WHAT THE TASK REQUIRES
Output every record exactly, and nothing more.
AVAILABLE RECORDS below:
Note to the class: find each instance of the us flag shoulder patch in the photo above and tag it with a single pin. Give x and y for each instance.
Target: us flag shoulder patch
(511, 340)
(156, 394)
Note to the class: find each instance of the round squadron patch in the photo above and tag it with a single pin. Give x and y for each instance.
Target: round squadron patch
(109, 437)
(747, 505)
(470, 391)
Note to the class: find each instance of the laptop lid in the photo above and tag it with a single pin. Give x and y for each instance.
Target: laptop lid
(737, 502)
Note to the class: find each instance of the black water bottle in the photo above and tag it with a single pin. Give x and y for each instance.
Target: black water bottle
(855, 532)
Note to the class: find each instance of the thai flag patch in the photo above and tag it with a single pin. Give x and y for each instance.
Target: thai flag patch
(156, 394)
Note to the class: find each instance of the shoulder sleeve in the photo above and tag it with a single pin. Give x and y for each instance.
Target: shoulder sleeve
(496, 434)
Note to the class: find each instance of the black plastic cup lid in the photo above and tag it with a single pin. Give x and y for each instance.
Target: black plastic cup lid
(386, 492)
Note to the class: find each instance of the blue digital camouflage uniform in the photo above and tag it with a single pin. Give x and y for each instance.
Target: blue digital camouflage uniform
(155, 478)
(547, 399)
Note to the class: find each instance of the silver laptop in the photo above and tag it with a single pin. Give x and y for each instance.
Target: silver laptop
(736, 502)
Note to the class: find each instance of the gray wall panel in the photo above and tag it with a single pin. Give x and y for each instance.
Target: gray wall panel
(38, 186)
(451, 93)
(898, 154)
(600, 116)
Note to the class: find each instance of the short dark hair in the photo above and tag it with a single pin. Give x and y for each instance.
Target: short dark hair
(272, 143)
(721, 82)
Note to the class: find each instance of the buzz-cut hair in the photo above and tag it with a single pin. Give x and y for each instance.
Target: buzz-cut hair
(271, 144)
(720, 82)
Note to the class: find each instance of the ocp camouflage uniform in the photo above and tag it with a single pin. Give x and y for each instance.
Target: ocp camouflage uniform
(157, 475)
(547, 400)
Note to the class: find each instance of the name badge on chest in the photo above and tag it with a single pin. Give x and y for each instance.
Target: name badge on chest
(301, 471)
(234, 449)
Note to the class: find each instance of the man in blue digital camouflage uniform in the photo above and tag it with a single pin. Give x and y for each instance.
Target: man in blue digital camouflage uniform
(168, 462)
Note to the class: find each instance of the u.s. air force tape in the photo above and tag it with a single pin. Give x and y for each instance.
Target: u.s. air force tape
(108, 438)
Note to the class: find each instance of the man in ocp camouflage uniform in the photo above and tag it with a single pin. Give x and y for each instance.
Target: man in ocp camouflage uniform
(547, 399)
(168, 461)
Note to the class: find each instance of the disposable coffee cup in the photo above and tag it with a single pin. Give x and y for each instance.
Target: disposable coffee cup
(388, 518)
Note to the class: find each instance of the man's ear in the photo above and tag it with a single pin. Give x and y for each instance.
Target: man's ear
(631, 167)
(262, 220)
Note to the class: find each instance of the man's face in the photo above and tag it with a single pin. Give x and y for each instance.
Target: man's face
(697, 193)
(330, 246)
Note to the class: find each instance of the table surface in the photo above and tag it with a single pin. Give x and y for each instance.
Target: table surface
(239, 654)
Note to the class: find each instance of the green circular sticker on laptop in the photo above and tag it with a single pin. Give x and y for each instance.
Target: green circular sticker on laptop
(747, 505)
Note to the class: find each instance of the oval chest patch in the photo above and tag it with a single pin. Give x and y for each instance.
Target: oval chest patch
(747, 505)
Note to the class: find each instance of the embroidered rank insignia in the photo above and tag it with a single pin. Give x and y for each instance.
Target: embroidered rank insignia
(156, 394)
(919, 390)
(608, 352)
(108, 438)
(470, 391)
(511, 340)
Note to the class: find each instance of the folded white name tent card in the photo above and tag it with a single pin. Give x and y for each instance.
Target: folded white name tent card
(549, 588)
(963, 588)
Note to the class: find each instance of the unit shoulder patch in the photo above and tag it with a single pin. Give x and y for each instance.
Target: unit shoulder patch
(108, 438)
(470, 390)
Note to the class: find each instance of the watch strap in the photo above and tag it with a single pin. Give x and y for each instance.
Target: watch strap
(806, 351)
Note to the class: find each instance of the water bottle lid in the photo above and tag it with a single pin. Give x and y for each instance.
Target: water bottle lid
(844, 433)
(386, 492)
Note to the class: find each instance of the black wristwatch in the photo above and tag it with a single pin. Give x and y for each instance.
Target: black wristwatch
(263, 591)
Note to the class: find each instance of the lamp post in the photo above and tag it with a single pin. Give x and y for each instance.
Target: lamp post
End of AVAILABLE RECORDS.
ANSWER FOR THE TASK
Note to the class: find each instance of the us flag shoulder patch in the photo above and tag it with a single pin. Give x and y for each instance.
Target: us flag shoulder patch
(511, 340)
(156, 394)
Note to the class: find each instance of the round squadron patch in the photo above and tag it with a single pin. Give x and y for each instance.
Target: round squadron patch
(109, 437)
(747, 505)
(470, 391)
Note to the class: find each instance of the laptop lid in the photo above and tag it with a single pin. Give x and y for each instance.
Target: laptop lid
(737, 502)
Note to the class: find each instance of the black water bottle in the photo above and tag it with a single pin. Give x and y for each instance.
Target: black water bottle
(855, 532)
Note to the class: find each instance of the thai flag patch in the photo above and tag it with a single pin. Give x and y for each instance.
Target: thai flag patch
(156, 394)
Note to the class: find each instance of the shoulder sleeve in the photo above and tag it with a single pin. Give x and y for each instance.
Target: shoulder sleeve
(496, 434)
Note to the class: find each instance of the black plastic cup lid in the photo above and tag it with a single pin. Give x and y for each instance.
Target: black plastic cup lid
(386, 492)
Note to the class: find each instance of the blue digital camouflage uniform in the photo above and tag it with a single pin. Give x and y for each instance.
Target: blue digital camouflage uniform
(155, 478)
(547, 399)
Note to the class: find each instance of the silver laptop in the photo above and tag it with a single pin. Give x and y for each instance.
Target: silver laptop
(736, 502)
Note to the class: find each instance of the gray wall panel in the photo above and tag it with a single pin. Give x and y for each instance.
Target: gray wall panel
(38, 186)
(451, 93)
(898, 154)
(600, 116)
Note to the class: find each instance of the short dark hair in the photo above and tag it with a single pin. Give x and y for each instance.
Target: short dark hair
(272, 143)
(721, 82)
Note to the class: find each instance of the buzz-cut hair in the photo above and tag it with a single pin. Give x and y for each instance.
Target: buzz-cut hair
(271, 144)
(720, 82)
Note to the class: find each instance of the ocp camouflage uniform in the photo above and tag it with a single pin. Give x and y for each instance.
Target: ocp camouflage uniform
(157, 475)
(547, 400)
Note to the class: find each instance of the name badge on chest in the photo above and tag it with a single pin. Give x and y for each instance.
Target: name badge on chest
(301, 471)
(234, 449)
Note to the class: find each instance of the man in blue digital camouflage uniform in the photo above and tag it with a single pin. Give x and y for each instance.
Target: man in blue digital camouflage uniform
(168, 462)
Note to the class: find each instance of the u.s. air force tape in the photo above and tag it with a single pin. Give x and y for each instance.
Target: u.s. air force tape
(108, 438)
Note to the class: find each instance of the man in ocp camouflage uniform in the photo above and tag it with a single pin. Give x and y for each instance.
Target: man in ocp camouflage uniform
(547, 399)
(168, 461)
Note to the class: find each instance of the disposable coffee cup in the photo above and tag it with a single pin. Give x and y for each instance.
Target: disposable coffee cup
(388, 518)
Note to the class: find each instance of the man's ear in the photo above and tag it with a single pin. Give x and y for each instance.
Target: man's ear
(631, 167)
(262, 220)
Note to the class: find each instance of the man's face in the photo above and tag it with a single pin. Give x and y for each instance.
Target: man's face
(697, 193)
(330, 246)
Note to the class: find each instance of the table surface in the photo above and tag it with a single pin. Give x and y for each instance.
Target: table surface
(239, 654)
Note to the class: find each instance of the green circular sticker on laptop in the photo above and tag it with a single pin. Give x and y for each instance.
Target: green circular sticker on laptop
(747, 505)
Note to the class: find each instance of the oval chest patch in the photo above and tag it with a single pin. Give x and y for each instance.
Target: oval chest patch
(747, 505)
Note to the class: find each instance of the embroidered rank insignia in the photo above and tag it with a single pin. Give x and y for each instance.
Target: embroidered rank insignia
(156, 394)
(919, 390)
(608, 352)
(108, 438)
(470, 391)
(511, 340)
Note to the class: find each instance of the folded white name tent card in the photo above and tag it with a single pin. Give x and y for each instance.
Target: folded white name tent card
(549, 588)
(963, 588)
Note to the class: find each instance of the unit shoulder patch in the photo above and tag it with a single pin. Give x and y for each instance.
Target: unit shoulder patch
(108, 438)
(470, 390)
Note to the class: find each instance of the watch strap in the photo above and tag it with a single pin. Give x and y for each instance.
Target: watch strap
(806, 351)
Note to the class: find each instance of the water bottle lid in the photo above and tag it with a single pin. Give x and y for each instance.
Target: water bottle lid
(844, 433)
(386, 492)
Note to the class: find each instance of the black wristwatch in the photo above and tag it with a single pin. Give x and y for each instance.
Target: black wristwatch
(263, 591)
Note to the class: find each instance of the lamp post in the photo above and tag it with a single pin. Give x and y for each instance.
Target: lamp post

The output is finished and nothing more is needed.